Information.
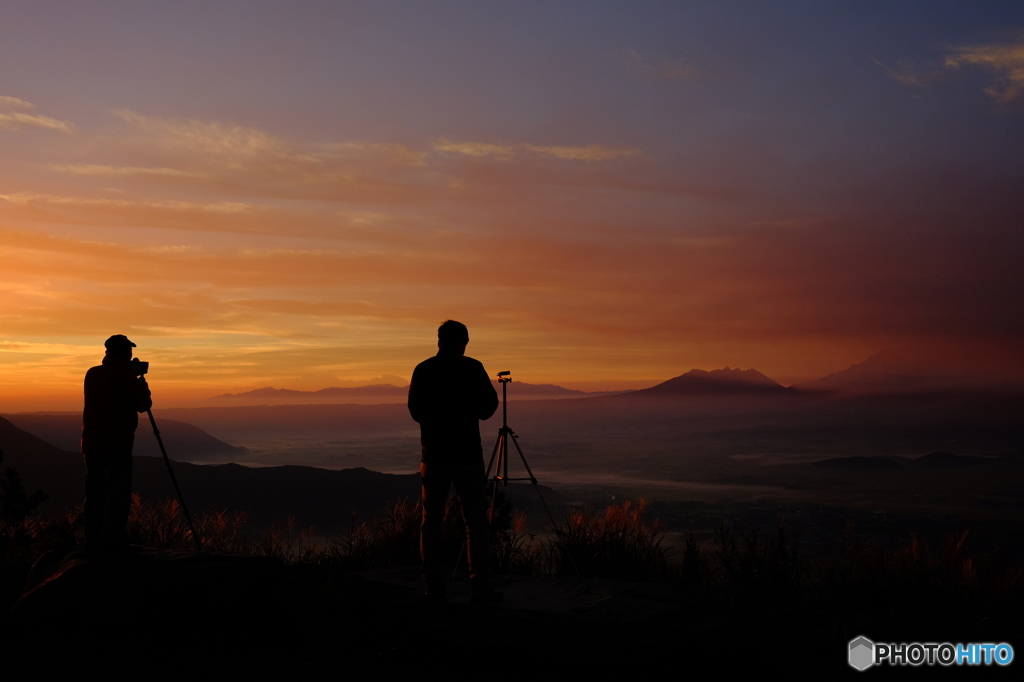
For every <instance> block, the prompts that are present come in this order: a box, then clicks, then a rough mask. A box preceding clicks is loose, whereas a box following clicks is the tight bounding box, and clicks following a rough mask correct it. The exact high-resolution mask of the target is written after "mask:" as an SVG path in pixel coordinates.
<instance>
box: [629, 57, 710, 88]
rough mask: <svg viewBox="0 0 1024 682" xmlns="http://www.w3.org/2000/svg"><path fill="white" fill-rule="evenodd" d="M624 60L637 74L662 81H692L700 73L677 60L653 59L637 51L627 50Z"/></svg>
mask: <svg viewBox="0 0 1024 682" xmlns="http://www.w3.org/2000/svg"><path fill="white" fill-rule="evenodd" d="M626 58H627V60H628V61H629V63H630V65H631V66H632V67H633V69H634V70H636V71H637V72H638V73H639V74H641V75H643V76H644V77H646V78H654V79H657V80H664V81H694V80H696V79H698V78H699V77H700V72H699V71H698V70H697V69H696V68H694V67H692V66H690V65H688V63H686V62H685V61H681V60H679V59H655V58H653V57H651V56H649V55H644V54H641V53H640V51H639V50H627V52H626Z"/></svg>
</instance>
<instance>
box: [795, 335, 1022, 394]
mask: <svg viewBox="0 0 1024 682" xmlns="http://www.w3.org/2000/svg"><path fill="white" fill-rule="evenodd" d="M1022 368H1024V361H1022V359H1021V357H1020V356H1019V355H1015V354H1014V353H1010V352H1008V351H993V350H988V351H981V350H976V351H968V350H951V349H948V348H929V347H923V348H892V349H886V350H882V351H879V352H877V353H874V354H873V355H871V356H869V357H868V358H867V359H865V360H864V361H863V363H858V364H857V365H852V366H850V367H849V368H847V369H845V370H843V371H842V372H837V373H835V374H830V375H828V376H826V377H822V378H821V379H815V380H814V381H808V382H805V383H802V384H797V385H794V386H791V388H794V389H796V390H799V391H818V392H833V393H844V394H850V395H858V394H859V395H866V394H871V393H921V392H929V391H948V390H973V391H978V390H991V389H998V390H1004V389H1008V388H1010V389H1017V390H1020V389H1021V388H1024V369H1022Z"/></svg>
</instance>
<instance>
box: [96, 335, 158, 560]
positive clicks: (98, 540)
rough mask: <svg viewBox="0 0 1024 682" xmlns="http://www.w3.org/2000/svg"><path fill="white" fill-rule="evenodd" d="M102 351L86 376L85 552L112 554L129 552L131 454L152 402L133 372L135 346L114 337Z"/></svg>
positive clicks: (143, 379)
mask: <svg viewBox="0 0 1024 682" xmlns="http://www.w3.org/2000/svg"><path fill="white" fill-rule="evenodd" d="M103 346H104V347H105V348H106V355H105V356H104V357H103V361H102V364H101V365H100V366H98V367H94V368H92V369H91V370H89V371H88V372H86V374H85V411H84V412H83V413H82V454H83V455H84V456H85V468H86V472H87V473H86V483H85V547H86V550H87V551H89V552H113V553H117V552H123V551H125V550H127V549H128V534H127V524H128V511H129V509H130V508H131V470H132V459H131V449H132V445H133V444H134V441H135V429H136V427H138V413H140V412H145V411H146V410H148V409H150V408H152V407H153V398H152V397H151V394H150V386H148V385H147V384H146V383H145V379H144V378H143V377H142V376H140V375H138V374H137V373H136V372H135V371H134V370H133V368H132V363H131V349H132V348H134V347H135V344H134V343H132V342H131V341H129V340H128V337H126V336H124V335H123V334H115V335H114V336H112V337H111V338H109V339H106V341H105V342H104V343H103Z"/></svg>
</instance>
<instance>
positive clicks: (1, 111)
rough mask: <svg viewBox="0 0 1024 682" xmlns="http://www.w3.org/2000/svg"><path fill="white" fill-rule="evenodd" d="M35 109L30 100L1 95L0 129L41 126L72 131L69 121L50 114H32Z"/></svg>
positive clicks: (61, 129) (67, 130)
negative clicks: (27, 101) (48, 115)
mask: <svg viewBox="0 0 1024 682" xmlns="http://www.w3.org/2000/svg"><path fill="white" fill-rule="evenodd" d="M34 109H35V105H33V104H32V103H30V102H27V101H25V100H24V99H18V98H17V97H10V96H5V95H0V130H25V129H26V128H40V129H43V130H56V131H58V132H62V133H70V132H72V126H71V124H70V123H68V122H67V121H59V120H57V119H54V118H50V117H48V116H42V115H40V114H32V113H31V112H32V111H33V110H34Z"/></svg>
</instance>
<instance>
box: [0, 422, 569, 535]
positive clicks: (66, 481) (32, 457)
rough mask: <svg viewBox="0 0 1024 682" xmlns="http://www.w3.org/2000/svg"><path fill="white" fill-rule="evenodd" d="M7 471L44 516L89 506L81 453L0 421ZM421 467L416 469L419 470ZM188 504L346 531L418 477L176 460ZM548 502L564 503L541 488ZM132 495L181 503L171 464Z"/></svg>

Your objective. The entries above need to be repeated word for word, minus their pictures.

Solved exercise.
For every <instance> block, the prompts that are present come in this order: a box, then clicks, then a rough mask. A box preceding clicks is loose, whereas a box following clicks is the tight bounding box, and clicks following a rough mask correct it. The exact high-resolution mask of the target is written after "mask:" as an SVG path in pixel coordinates.
<instance>
box: [629, 57, 710, 88]
rough mask: <svg viewBox="0 0 1024 682" xmlns="http://www.w3.org/2000/svg"><path fill="white" fill-rule="evenodd" d="M624 60L637 74L662 81H692L700 73L677 60L653 59L637 51L627 50Z"/></svg>
mask: <svg viewBox="0 0 1024 682" xmlns="http://www.w3.org/2000/svg"><path fill="white" fill-rule="evenodd" d="M626 58H627V60H628V61H629V63H630V65H631V66H632V67H633V69H634V70H636V71H637V72H638V73H639V74H641V75H643V76H644V77H646V78H654V79H657V80H664V81H694V80H696V79H698V78H699V77H700V72H699V71H698V70H697V69H696V68H694V67H692V66H690V65H688V63H686V62H685V61H681V60H679V59H655V58H653V57H651V56H649V55H644V54H641V53H640V51H639V50H627V52H626Z"/></svg>
</instance>
<instance>
box: [795, 335, 1022, 394]
mask: <svg viewBox="0 0 1024 682" xmlns="http://www.w3.org/2000/svg"><path fill="white" fill-rule="evenodd" d="M1022 368H1024V361H1022V359H1021V357H1020V356H1019V355H1015V354H1014V353H1010V352H1008V351H993V350H988V351H981V350H976V351H968V350H951V349H948V348H929V347H923V348H892V349H886V350H882V351H879V352H877V353H874V354H873V355H871V356H869V357H868V358H867V359H865V360H864V361H863V363H858V364H857V365H852V366H850V367H849V368H847V369H845V370H843V371H842V372H837V373H835V374H830V375H828V376H826V377H822V378H821V379H815V380H814V381H808V382H805V383H802V384H797V385H794V386H791V388H794V389H796V390H799V391H818V392H833V393H844V394H850V395H858V394H859V395H866V394H871V393H921V392H929V391H948V390H973V391H978V390H991V389H998V390H1004V389H1008V388H1010V389H1017V390H1020V389H1021V388H1024V369H1022Z"/></svg>
</instance>
<instance>
box: [96, 335, 158, 560]
positive clicks: (98, 540)
rough mask: <svg viewBox="0 0 1024 682" xmlns="http://www.w3.org/2000/svg"><path fill="white" fill-rule="evenodd" d="M102 351L86 376L85 552L112 554L129 552L131 454L152 402L133 372L135 346L114 337Z"/></svg>
positive clicks: (143, 379)
mask: <svg viewBox="0 0 1024 682" xmlns="http://www.w3.org/2000/svg"><path fill="white" fill-rule="evenodd" d="M103 346H104V347H105V348H106V355H105V356H104V357H103V361H102V364H101V365H100V366H98V367H94V368H92V369H91V370H89V371H88V372H86V374H85V411H84V412H83V413H82V454H83V455H84V456H85V468H86V472H87V473H86V483H85V547H86V550H87V551H89V552H113V553H117V552H123V551H125V550H127V549H128V534H127V524H128V511H129V509H130V508H131V470H132V459H131V449H132V445H133V444H134V441H135V429H136V427H138V413H140V412H145V411H146V410H148V409H150V408H152V407H153V398H152V397H151V394H150V386H148V385H147V384H146V383H145V379H144V378H143V377H142V376H140V375H138V374H137V373H136V372H135V371H134V370H133V368H132V363H131V349H132V348H134V347H135V344H134V343H132V342H131V341H129V340H128V337H126V336H124V335H123V334H115V335H114V336H112V337H111V338H109V339H106V341H105V342H104V343H103Z"/></svg>
</instance>
<instance>
positive clicks: (1, 111)
rough mask: <svg viewBox="0 0 1024 682" xmlns="http://www.w3.org/2000/svg"><path fill="white" fill-rule="evenodd" d="M35 109L30 100L1 95L0 129L41 126L72 131L69 121L50 114H32Z"/></svg>
positive clicks: (61, 129) (67, 130)
negative clicks: (27, 101) (48, 115)
mask: <svg viewBox="0 0 1024 682" xmlns="http://www.w3.org/2000/svg"><path fill="white" fill-rule="evenodd" d="M34 109H35V105H33V104H32V103H30V102H27V101H25V100H24V99H18V98H17V97H10V96H5V95H0V130H25V129H26V128H40V129H43V130H56V131H58V132H62V133H70V132H72V126H71V124H70V123H68V122H67V121H59V120H57V119H54V118H50V117H48V116H42V115H40V114H32V113H31V112H32V111H33V110H34Z"/></svg>
</instance>
<instance>
box: [0, 422, 569, 535]
positive clicks: (66, 481) (32, 457)
rough mask: <svg viewBox="0 0 1024 682" xmlns="http://www.w3.org/2000/svg"><path fill="white" fill-rule="evenodd" d="M7 471L44 516L89 506L81 453L0 421ZM421 467L416 469L419 470ZM188 504L346 531L418 477L176 460ZM548 502L564 503L541 488ZM132 495L181 503L171 464Z"/></svg>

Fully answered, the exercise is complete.